* **Opdracht**:
Geef alsjeblieft aan in welk jaar Kok volgens het bronfragment minister van Financiën werd.

* **Bronfragment**:

In het boek Met Kok schrijven de auteurs dat Kok altijd een eenling bleef, hij was nooit van de gestampte pot. ,,Op het eerste gezicht leek Kok op verschillende plaatsen wel bij het meubilair te passen en nam hij een schutkleur aan – lange haren in de vakbeweging, grijze pakken als minister – maar hij hield telkens iets eigenzinnigs dat hem apart zette.’’
Achter de schermen maakte Kok kennis met premier Ruud Lubbers. CDA-coryfee Jan de Koning en Bram Peper waren daarbij. Onderling tastten zij af of een CDA/PvdA-kabinet mogelijk was. Kok was van dezelfde generatie als oud-premier Ruud Lubbers (1939) en koningin Beatrix (1938) en bepaalde samen met hen het politieke gezicht van Nederland van de jaren tachtig en negentig in de vorige eeuw.
Transformatie
Kok transformeerde de PvdA onder zijn politiek leiderschap van 1986 tot 2002 van een eeuwige oppositiepartij naar een partij die regeringsverantwoordelijkheid droeg en grote hervormingen in de verzorgingsstaat doorvoerde. ,,Het afschudden van ideologische veren is voor een politieke partij als de onze niet alleen een probleem, maar ook een bevredigende ervaring’’, zei Kok in 1995 na een jaar premierschap. Hij maakte van de PvdA een constructieve sociaal-democratische partij, die met alle grote partijen kon regeren.
Het bevrijdende gevoel manifesteerde zich nog niet toen hij in 1989 minister van Financiën werd in het derde kabinet-Lubbers. Daar leerde hij als minister alle departementen kennen. Kok ervoer in 1991 een enorm drama in de WAO-crisis, toen hij moest ingrijpen in de Wet op de Arbeidsongeschiktheid.
De PvdA ontplofte bijna, leden liepen bij honderden weg, een grotere identiteitscrisis had de sociaal-democratie niet gekend. Kok verloor de greep en was een instorting nabij. Hij overwoog te stoppen als vice-premier. Later zei Kok over de WAO-crisis: ,,Als je radeloos bent, speelt dat niet alleen in je hoofd. Het speelt in je hele lijf. Je kunt er niet meer van slapen.’’ Toch kreeg hij na dat besluit een ruim mandaat van zijn eigen PvdA-congres.

* **Aangeleverde gegevens**:
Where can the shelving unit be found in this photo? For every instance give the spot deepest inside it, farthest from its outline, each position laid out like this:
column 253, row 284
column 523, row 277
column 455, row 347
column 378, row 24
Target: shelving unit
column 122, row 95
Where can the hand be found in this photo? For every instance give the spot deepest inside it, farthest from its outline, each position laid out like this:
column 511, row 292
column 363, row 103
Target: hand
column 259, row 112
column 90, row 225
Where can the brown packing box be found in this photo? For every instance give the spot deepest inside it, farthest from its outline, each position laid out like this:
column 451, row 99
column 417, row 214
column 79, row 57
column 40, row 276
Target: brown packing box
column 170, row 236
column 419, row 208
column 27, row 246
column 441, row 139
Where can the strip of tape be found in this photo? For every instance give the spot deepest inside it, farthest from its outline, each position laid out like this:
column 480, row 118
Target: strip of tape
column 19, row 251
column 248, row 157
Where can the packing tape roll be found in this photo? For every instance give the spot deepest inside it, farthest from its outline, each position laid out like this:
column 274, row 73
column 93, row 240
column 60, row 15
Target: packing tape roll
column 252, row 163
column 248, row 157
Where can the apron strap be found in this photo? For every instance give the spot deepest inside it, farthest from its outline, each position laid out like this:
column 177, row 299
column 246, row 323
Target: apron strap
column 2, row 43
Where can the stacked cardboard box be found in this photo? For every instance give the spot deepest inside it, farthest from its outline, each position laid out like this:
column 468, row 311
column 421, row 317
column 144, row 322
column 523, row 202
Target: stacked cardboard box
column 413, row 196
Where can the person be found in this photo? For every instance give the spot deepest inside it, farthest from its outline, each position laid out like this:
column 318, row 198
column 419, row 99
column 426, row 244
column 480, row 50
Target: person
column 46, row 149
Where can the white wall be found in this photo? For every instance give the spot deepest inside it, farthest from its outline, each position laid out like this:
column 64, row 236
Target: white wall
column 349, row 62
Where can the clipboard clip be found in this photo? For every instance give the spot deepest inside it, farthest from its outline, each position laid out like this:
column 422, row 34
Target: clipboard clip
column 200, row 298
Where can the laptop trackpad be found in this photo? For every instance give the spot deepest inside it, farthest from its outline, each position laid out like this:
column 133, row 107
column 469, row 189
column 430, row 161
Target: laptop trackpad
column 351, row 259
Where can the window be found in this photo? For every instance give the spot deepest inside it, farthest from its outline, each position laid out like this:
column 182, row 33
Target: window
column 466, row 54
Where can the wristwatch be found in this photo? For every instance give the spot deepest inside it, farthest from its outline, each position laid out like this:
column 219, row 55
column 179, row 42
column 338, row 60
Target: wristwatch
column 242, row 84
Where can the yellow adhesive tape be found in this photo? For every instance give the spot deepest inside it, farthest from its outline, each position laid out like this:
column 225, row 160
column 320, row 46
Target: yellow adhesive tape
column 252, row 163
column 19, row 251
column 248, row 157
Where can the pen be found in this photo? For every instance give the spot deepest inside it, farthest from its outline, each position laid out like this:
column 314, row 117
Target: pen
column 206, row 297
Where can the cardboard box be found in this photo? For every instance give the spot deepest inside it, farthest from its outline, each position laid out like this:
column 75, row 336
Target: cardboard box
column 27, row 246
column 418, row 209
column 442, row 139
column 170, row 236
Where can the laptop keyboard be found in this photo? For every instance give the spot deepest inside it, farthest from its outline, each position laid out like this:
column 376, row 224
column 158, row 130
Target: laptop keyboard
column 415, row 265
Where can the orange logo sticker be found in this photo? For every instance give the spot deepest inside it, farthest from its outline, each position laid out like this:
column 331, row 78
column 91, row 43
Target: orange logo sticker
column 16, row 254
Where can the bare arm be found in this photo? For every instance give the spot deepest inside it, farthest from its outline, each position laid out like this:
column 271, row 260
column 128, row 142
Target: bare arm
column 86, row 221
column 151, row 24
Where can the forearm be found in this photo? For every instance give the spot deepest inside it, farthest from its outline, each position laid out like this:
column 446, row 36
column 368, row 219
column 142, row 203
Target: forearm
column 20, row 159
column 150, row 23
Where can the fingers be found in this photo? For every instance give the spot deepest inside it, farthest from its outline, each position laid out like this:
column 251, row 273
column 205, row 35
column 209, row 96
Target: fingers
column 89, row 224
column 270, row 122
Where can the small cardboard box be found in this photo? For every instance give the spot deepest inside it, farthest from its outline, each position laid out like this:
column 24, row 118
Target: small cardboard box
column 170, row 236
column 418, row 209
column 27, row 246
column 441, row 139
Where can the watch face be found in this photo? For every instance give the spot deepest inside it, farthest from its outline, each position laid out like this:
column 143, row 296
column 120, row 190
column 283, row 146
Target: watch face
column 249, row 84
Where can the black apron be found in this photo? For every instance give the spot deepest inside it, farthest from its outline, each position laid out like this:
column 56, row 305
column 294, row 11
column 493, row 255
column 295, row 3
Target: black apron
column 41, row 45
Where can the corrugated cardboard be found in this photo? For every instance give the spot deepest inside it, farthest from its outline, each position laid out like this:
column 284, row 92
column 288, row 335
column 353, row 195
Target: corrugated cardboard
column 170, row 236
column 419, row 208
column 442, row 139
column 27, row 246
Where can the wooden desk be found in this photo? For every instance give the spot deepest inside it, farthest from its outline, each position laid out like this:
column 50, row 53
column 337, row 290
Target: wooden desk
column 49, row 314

* **Antwoord**:
In 1989, in het derde kabinet-Lubbers.